__TUGAS A__. Menurut teks yang diberikan, sejak tahun berapa tanah timbul di Kecamatan Kampung Laut, Kabupaten Cilacap, sudah dihuni masyarakat?

__TEKS YANG DIBERIKAN__.
▼

Semarang, koranpelita.com – Tim Gugus Tugas Reforma Agraria Jawa Tengah terus berupaya menyelesaikan berbagai persoalan pertanahan di wilayahnya.
Hal itu disampaikan oleh Pj Gubernur Jawa Tengah, Nana Sudjana saat menghadiri Rakor Gugus Tugas Reforma Agraria (GTRA) di Hotel Patra Jasa Semarang, Kamis, 2 November 2023.
Salah satu persoalan pertanahan yang diselesaikan adalah tanah timbul yang sudah dihuni oleh masyarakat sejak tahun 1940 di Kecamatan Kampung Laut, Kabupaten Cilacap.
Tanah timbul yang terjadi karena sedimentasi sungai itu merupakan tanah milik negara. “Rekomendasi dari Menteri ATR/ BPN untuk ditindaklanjuti dengan redistribusi tanah,” kata Nana.
Di lokasi tersebut, sertifikatnya telah selesai pada Agustus 2023 lalu, dengan luas 86,2 hektar ( 997 bidang). Sertifikat tersebut siap diredistribusi kepada masyarakat. Dari jumlah tersebut, masih ada bidang tanah yang harus diselesaikan dan ditargetkan selesai pada 2024.

▲

__ISI DATA__.
▼

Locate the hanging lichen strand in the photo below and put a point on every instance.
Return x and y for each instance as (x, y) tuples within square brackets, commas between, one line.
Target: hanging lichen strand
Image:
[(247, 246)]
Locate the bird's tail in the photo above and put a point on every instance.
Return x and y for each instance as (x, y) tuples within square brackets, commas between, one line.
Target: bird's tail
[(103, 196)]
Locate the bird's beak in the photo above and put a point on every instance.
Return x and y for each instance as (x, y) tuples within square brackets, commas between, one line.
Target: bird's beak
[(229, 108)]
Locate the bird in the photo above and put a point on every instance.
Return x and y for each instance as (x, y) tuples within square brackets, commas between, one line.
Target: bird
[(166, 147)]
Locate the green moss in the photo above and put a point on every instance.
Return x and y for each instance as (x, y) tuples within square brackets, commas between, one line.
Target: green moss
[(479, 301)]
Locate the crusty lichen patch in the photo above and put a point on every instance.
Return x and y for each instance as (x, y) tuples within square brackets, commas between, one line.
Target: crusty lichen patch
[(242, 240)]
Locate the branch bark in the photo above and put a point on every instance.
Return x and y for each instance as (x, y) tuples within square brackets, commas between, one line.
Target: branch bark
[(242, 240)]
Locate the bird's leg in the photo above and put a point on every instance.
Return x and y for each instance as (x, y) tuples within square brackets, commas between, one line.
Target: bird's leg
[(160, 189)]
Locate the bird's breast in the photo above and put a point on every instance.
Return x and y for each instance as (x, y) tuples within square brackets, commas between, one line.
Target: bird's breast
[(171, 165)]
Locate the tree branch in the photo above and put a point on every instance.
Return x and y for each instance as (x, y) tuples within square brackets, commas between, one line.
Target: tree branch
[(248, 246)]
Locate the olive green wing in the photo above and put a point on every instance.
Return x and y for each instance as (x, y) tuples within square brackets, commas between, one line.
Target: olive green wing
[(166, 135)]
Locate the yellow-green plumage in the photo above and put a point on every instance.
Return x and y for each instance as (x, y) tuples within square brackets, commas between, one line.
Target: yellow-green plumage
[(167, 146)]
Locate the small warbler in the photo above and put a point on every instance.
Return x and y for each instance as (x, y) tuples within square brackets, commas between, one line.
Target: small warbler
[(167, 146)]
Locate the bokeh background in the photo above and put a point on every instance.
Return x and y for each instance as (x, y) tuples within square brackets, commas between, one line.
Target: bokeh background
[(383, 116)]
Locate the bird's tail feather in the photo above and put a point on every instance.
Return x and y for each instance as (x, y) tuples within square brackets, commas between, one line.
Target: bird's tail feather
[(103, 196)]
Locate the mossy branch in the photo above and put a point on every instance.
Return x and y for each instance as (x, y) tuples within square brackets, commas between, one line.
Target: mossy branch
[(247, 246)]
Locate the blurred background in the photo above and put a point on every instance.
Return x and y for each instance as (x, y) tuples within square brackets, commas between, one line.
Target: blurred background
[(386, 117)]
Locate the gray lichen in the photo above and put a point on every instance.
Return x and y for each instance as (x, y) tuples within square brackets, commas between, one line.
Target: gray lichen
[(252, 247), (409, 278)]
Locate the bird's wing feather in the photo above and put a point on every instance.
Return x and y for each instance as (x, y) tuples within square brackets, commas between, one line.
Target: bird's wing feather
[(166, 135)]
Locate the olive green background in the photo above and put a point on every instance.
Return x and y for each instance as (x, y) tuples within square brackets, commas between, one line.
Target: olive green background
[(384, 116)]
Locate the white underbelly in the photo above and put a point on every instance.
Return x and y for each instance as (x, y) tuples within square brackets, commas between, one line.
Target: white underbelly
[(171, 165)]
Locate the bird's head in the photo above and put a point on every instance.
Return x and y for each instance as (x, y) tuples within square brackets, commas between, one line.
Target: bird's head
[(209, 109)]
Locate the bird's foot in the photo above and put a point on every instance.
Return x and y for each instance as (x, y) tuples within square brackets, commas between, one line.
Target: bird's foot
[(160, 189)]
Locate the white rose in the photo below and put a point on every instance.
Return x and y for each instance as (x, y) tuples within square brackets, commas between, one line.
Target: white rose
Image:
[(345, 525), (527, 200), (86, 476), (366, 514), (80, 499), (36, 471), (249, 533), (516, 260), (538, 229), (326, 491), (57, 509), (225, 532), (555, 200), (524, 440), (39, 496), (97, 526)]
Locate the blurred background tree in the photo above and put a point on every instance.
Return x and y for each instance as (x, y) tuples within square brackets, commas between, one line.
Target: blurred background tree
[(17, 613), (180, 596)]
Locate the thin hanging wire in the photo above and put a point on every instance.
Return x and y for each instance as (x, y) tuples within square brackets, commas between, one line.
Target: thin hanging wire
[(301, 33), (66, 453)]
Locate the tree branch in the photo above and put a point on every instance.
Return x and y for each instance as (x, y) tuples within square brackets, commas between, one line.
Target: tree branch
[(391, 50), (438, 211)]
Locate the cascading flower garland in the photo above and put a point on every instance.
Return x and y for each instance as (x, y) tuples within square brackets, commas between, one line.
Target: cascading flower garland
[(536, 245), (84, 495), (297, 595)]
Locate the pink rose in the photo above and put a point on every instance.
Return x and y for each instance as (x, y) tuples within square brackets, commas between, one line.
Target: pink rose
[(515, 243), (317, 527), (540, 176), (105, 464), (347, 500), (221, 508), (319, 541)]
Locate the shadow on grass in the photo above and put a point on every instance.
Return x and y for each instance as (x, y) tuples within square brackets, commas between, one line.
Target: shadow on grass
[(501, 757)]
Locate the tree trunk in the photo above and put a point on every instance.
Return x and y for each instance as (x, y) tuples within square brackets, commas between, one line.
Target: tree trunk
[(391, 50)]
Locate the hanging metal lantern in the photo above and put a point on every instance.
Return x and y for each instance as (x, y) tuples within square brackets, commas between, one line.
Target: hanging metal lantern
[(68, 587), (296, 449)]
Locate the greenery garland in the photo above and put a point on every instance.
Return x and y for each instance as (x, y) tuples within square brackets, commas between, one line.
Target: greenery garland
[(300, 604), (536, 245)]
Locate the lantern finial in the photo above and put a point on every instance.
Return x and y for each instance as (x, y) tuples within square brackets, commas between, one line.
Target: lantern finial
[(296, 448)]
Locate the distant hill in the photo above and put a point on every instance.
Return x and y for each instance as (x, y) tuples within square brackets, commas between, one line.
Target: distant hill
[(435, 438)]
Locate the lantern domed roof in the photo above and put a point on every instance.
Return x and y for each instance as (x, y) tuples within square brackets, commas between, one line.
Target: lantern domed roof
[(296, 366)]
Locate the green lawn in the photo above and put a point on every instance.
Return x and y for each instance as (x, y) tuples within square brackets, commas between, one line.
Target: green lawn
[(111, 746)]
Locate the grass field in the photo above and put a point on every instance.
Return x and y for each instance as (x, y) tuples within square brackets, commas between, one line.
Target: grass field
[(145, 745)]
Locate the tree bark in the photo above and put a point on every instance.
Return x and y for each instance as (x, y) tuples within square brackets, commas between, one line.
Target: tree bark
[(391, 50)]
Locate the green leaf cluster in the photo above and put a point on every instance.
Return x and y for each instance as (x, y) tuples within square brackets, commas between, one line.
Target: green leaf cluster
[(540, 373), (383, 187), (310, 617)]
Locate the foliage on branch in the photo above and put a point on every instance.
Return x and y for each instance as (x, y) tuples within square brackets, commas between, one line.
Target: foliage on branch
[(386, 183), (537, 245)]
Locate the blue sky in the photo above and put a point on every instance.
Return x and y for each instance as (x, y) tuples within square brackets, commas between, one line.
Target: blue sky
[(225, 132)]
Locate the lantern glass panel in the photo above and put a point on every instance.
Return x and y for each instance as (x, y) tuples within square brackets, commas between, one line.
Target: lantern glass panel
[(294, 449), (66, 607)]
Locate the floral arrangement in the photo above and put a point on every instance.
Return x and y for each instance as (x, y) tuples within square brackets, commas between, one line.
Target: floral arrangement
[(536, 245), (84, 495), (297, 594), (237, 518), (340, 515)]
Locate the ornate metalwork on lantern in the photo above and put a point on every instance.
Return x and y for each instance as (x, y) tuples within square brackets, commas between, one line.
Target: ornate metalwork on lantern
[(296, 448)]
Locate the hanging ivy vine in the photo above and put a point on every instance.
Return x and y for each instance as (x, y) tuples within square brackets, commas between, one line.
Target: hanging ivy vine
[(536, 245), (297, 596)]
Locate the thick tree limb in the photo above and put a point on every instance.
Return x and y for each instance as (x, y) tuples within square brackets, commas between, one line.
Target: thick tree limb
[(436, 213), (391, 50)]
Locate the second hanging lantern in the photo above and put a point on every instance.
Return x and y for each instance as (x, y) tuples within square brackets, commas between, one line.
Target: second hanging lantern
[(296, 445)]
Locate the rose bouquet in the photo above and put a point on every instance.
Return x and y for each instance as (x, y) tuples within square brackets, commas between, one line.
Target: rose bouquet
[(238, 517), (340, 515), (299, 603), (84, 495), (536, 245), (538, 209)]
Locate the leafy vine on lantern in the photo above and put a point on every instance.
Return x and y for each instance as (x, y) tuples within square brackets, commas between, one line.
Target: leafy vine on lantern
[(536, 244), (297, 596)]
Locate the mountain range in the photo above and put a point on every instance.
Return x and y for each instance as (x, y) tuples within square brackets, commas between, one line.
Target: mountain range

▲

__TUGAS B__. Tuliskan kembali tanpa perubahan bagian data di atas, mulai dari baris yang memuat "Locate the blurred background tree" sampai baris yang memuat "508), (319, 541)]", termasuk kedua baris itu. Jangan tambahkan apa pun di luar bagian tersebut.

__HASIL YANG BENAR A__. Sejak tahun 1940.

__HASIL YANG BENAR B__.
Locate the blurred background tree in the photo above and put a point on every instance.
Return x and y for each instance as (x, y) tuples within square brackets, commas between, one line.
Target: blurred background tree
[(17, 613), (180, 596)]
Locate the thin hanging wire in the photo above and put a point on every instance.
Return x and y for each instance as (x, y) tuples within square brackets, commas between, one line.
Target: thin hanging wire
[(301, 33), (66, 453)]
Locate the tree branch in the photo above and put a point on every instance.
Return x and y for each instance as (x, y) tuples within square brackets, commas between, one line.
Target: tree branch
[(391, 50), (438, 211)]
Locate the cascading flower garland in the photo above and put a point on every instance.
Return x and y for each instance as (x, y) tuples within square brackets, commas between, one line.
Target: cascading flower garland
[(536, 245), (84, 495), (297, 595)]
Locate the pink rose in the photo above and put a point on every instance.
Return x and y for each instance as (x, y) tuples within square brackets, commas between, one line.
Target: pink rose
[(515, 243), (317, 527), (540, 176), (105, 464), (347, 500), (221, 508), (319, 541)]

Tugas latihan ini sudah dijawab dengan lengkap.